+++ Provided data +++
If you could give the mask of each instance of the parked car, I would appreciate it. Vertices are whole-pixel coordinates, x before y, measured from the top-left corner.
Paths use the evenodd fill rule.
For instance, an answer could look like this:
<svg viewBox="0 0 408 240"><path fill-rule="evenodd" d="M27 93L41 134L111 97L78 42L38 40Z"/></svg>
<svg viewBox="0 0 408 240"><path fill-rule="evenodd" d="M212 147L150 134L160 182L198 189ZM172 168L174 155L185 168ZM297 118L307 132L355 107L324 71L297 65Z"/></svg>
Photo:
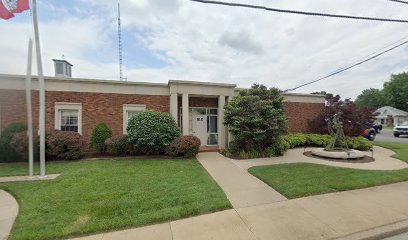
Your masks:
<svg viewBox="0 0 408 240"><path fill-rule="evenodd" d="M377 131L374 128L364 129L361 136L365 137L369 141L374 141Z"/></svg>
<svg viewBox="0 0 408 240"><path fill-rule="evenodd" d="M382 124L374 124L373 128L375 129L376 133L380 133L381 130L383 129L383 126L382 126Z"/></svg>
<svg viewBox="0 0 408 240"><path fill-rule="evenodd" d="M408 121L394 127L394 137L399 137L400 135L408 135Z"/></svg>

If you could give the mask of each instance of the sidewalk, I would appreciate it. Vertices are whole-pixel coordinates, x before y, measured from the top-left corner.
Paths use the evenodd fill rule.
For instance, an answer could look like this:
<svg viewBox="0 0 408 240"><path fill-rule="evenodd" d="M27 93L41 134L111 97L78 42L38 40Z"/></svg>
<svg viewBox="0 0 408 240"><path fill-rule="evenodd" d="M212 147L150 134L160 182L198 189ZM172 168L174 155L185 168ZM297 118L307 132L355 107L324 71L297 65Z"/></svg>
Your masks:
<svg viewBox="0 0 408 240"><path fill-rule="evenodd" d="M234 208L287 200L266 183L218 152L199 153L197 159L217 181Z"/></svg>
<svg viewBox="0 0 408 240"><path fill-rule="evenodd" d="M7 239L17 217L18 209L14 197L0 189L0 240Z"/></svg>
<svg viewBox="0 0 408 240"><path fill-rule="evenodd" d="M408 227L408 182L226 210L81 240L362 239ZM381 227L381 232L375 228Z"/></svg>

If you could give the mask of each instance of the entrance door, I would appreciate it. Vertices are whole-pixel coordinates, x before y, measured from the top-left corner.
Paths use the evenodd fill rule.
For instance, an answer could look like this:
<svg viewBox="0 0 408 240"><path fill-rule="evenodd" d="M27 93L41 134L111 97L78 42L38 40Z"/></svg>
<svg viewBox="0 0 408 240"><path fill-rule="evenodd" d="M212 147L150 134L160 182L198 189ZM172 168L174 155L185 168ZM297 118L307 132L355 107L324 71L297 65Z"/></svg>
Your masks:
<svg viewBox="0 0 408 240"><path fill-rule="evenodd" d="M194 115L193 117L193 135L201 141L201 146L207 145L207 116Z"/></svg>

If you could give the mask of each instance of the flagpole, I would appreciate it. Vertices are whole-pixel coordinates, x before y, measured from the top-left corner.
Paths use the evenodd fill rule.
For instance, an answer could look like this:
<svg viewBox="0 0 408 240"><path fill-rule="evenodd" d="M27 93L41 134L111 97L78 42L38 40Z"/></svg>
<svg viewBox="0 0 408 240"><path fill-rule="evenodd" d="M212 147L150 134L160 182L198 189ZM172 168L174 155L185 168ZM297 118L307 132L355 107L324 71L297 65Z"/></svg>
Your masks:
<svg viewBox="0 0 408 240"><path fill-rule="evenodd" d="M45 177L45 83L41 60L40 36L38 31L37 0L33 0L33 23L35 36L35 52L37 57L38 83L40 91L40 176Z"/></svg>
<svg viewBox="0 0 408 240"><path fill-rule="evenodd" d="M28 136L28 176L34 175L34 147L33 147L33 113L31 105L31 68L33 58L33 40L28 40L26 102L27 102L27 136Z"/></svg>

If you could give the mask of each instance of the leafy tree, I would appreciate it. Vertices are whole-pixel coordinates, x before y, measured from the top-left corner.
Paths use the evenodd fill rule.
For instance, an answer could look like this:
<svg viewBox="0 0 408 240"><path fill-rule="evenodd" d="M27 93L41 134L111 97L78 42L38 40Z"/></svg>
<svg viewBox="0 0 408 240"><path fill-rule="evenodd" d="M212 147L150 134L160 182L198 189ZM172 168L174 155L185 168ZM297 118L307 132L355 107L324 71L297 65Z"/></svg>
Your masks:
<svg viewBox="0 0 408 240"><path fill-rule="evenodd" d="M342 113L343 129L347 136L359 136L364 129L373 125L375 119L371 108L359 106L350 99L341 100L336 95L327 99L324 112L312 121L312 127L321 133L328 133L328 121L338 112Z"/></svg>
<svg viewBox="0 0 408 240"><path fill-rule="evenodd" d="M354 102L357 105L367 106L373 109L378 109L387 105L387 100L385 98L384 92L375 88L364 90L360 95L357 96Z"/></svg>
<svg viewBox="0 0 408 240"><path fill-rule="evenodd" d="M391 75L383 91L389 105L408 111L408 72Z"/></svg>
<svg viewBox="0 0 408 240"><path fill-rule="evenodd" d="M224 124L236 151L265 151L287 132L282 101L279 89L254 84L225 105Z"/></svg>
<svg viewBox="0 0 408 240"><path fill-rule="evenodd" d="M326 99L330 99L330 98L334 97L333 93L328 93L326 91L312 92L311 94L324 95L324 96L326 96Z"/></svg>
+++
§ **What is required**
Filter the records above for lines with "Vertices".

§ **Task result**
If you could give the mask of each instance of the parked car, I would appreciate it. Vertices are whole-pixel coordinates, x before y, measured from the top-left corner.
If you could give the mask of each instance of the sidewalk, I would appreciate it. Vertices are whole-pixel coordinates, x before y, measured from the top-left corner.
If you could give the mask of each instance of the entrance door, I would appreciate it. Vertices are whole-pixel coordinates, x before y, measured from the top-left corner.
If you could give the mask of each instance of the flagpole, I would appreciate it. Vertices are whole-pixel coordinates, x before y, measured from the top-left corner.
If you could give the mask of each instance of the leafy tree, I would appreciate it. Vertices are whole-pixel coordinates, x before y, measured from the top-left corner.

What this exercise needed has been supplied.